======== Document excerpt ========

The reality is that partly as a result of those quashed endeavors, the Bay Area underground party scene continues to flourish, via Tribe.net, lists, and those omnipresent flyers. Tomas Palermo — a DJ, Guardian contributor, and former XLR8R editor — thinks the underground warehouse and techno event circuit has been bubbling along nicely since 1988, with surges in house in the early ’90s and explosions in drum ’n’ bass during the dot-com years. And even a seasoned listener like him isn’t immune to the simple pleasures of an outdoor beatdown: “In the last two weeks I went to a free [breakbeat] sound system gathering in a tiny grassy nook of Golden Gate Park and a Sunset Party in McLaren Park,” he e-mails.

========

- Exercise prompt: In the Bay Area party scene excerpt, rewrite the paragraph beginning "The reality is that" as a short bulleted list that keeps its main facts. Nothing in the items is needed for this work.

======== Information ========

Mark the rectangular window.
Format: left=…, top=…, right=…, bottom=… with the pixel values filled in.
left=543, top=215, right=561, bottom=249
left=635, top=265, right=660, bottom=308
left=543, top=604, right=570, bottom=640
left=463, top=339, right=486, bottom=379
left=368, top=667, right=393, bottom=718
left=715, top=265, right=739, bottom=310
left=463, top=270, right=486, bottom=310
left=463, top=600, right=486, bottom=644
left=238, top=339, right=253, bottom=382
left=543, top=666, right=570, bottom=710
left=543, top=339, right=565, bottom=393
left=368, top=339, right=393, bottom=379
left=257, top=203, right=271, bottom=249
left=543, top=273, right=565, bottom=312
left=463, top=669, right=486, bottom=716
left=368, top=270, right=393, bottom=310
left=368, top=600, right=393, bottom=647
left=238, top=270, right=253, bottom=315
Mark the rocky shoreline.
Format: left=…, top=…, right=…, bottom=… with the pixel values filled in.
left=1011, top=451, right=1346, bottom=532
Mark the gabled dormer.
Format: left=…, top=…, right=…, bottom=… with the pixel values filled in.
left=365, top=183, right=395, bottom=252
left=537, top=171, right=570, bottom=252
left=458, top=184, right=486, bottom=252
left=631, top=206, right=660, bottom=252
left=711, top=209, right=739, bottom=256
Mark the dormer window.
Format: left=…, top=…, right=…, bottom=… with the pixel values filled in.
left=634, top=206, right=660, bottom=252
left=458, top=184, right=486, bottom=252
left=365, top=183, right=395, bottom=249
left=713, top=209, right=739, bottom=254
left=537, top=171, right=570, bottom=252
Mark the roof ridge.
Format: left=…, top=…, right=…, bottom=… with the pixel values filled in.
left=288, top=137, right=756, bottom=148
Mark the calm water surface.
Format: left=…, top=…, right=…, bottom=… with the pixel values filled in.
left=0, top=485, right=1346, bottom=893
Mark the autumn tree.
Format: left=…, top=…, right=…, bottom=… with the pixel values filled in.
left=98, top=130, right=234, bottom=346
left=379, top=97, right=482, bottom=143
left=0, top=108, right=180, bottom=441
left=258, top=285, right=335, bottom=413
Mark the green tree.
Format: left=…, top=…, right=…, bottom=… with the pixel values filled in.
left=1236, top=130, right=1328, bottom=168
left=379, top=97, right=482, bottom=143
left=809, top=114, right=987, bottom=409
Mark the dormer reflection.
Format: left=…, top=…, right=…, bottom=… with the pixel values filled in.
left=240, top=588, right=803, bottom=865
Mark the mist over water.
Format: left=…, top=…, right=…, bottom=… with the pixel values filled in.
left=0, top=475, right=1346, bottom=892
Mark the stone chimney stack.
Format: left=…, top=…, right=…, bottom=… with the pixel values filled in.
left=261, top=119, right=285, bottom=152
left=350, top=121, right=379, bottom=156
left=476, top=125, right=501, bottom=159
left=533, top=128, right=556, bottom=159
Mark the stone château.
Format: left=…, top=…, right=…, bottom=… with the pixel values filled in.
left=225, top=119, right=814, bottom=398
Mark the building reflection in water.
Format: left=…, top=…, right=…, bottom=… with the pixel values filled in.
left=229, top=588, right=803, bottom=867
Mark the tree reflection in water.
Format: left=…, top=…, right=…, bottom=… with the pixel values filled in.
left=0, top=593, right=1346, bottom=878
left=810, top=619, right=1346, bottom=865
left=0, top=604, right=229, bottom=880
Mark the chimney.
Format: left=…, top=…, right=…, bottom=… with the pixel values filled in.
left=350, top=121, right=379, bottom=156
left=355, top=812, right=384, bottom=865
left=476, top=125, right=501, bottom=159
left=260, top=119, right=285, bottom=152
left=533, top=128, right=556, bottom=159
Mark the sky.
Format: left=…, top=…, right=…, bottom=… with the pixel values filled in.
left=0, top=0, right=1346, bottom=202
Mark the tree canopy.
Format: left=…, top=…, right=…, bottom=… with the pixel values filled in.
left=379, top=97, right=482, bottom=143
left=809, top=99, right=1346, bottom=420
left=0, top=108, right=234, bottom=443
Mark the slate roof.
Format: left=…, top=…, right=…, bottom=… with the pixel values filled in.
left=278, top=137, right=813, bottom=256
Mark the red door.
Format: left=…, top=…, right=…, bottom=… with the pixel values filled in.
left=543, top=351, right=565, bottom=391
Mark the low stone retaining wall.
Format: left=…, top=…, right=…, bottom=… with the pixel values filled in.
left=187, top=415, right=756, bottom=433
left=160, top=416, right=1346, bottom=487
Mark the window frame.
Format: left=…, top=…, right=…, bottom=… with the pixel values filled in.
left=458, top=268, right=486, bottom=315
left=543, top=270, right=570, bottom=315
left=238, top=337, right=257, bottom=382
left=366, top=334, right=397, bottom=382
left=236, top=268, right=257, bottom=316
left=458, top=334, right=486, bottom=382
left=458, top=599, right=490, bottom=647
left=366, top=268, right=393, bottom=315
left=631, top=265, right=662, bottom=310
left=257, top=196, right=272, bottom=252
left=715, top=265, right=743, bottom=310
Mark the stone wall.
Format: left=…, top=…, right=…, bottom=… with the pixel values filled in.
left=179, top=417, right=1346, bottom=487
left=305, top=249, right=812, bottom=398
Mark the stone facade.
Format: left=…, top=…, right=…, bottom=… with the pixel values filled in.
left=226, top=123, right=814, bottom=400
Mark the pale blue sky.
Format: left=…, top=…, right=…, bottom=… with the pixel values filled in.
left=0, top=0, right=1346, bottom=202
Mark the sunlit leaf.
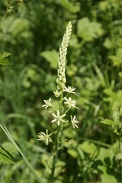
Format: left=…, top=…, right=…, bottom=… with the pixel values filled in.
left=77, top=17, right=103, bottom=42
left=0, top=142, right=17, bottom=164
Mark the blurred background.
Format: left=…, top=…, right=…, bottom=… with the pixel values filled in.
left=0, top=0, right=122, bottom=183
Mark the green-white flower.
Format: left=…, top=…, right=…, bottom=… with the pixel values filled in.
left=64, top=86, right=76, bottom=94
left=64, top=97, right=77, bottom=108
left=42, top=98, right=53, bottom=109
left=53, top=90, right=61, bottom=98
left=38, top=129, right=52, bottom=145
left=71, top=116, right=79, bottom=128
left=51, top=111, right=66, bottom=126
left=56, top=22, right=72, bottom=91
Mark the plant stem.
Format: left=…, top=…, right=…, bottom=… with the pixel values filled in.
left=51, top=91, right=63, bottom=182
left=0, top=117, right=44, bottom=183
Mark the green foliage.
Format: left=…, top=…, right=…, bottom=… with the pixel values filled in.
left=0, top=0, right=122, bottom=183
left=0, top=142, right=17, bottom=164
left=0, top=52, right=11, bottom=65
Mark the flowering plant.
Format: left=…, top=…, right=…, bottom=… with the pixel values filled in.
left=38, top=22, right=79, bottom=182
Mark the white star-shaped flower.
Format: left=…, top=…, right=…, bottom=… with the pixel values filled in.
left=38, top=129, right=52, bottom=145
left=42, top=98, right=53, bottom=109
left=71, top=116, right=79, bottom=128
left=64, top=97, right=77, bottom=108
left=64, top=86, right=76, bottom=94
left=51, top=111, right=66, bottom=126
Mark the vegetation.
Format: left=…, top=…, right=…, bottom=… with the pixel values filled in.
left=0, top=0, right=122, bottom=183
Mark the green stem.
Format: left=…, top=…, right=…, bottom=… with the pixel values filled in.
left=0, top=0, right=15, bottom=26
left=0, top=117, right=44, bottom=183
left=51, top=91, right=63, bottom=182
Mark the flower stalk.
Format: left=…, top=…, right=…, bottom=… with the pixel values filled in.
left=38, top=22, right=79, bottom=183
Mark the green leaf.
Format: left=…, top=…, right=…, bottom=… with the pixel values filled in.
left=59, top=0, right=80, bottom=13
left=40, top=50, right=58, bottom=69
left=79, top=141, right=97, bottom=154
left=101, top=119, right=114, bottom=125
left=101, top=173, right=117, bottom=183
left=67, top=149, right=78, bottom=158
left=0, top=142, right=17, bottom=164
left=109, top=48, right=122, bottom=66
left=77, top=17, right=103, bottom=42
left=0, top=52, right=11, bottom=65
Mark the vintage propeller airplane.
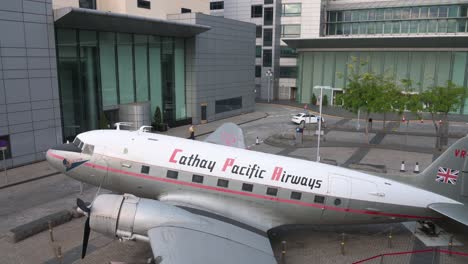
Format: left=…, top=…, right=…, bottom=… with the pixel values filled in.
left=47, top=123, right=468, bottom=264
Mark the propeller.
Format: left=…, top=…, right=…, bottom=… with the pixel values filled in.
left=76, top=198, right=91, bottom=259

========

- Solution:
- Partly because of those quashed endeavors, the Bay Area underground party scene keeps thriving through Tribe.net, lists, and flyers.
- Tomas Palermo, a DJ, Guardian contributor, and former XLR8R editor, says the underground warehouse and techno circuit has done well since 1988.
- That circuit saw surges in house in the early '90s and explosions in drum 'n' bass during the dot-com years.
- Palermo still enjoys outdoor events. Within two weeks he went to a free breakbeat sound system gathering in a small grassy nook of Golden Gate Park and to a Sunset Party in McLaren Park.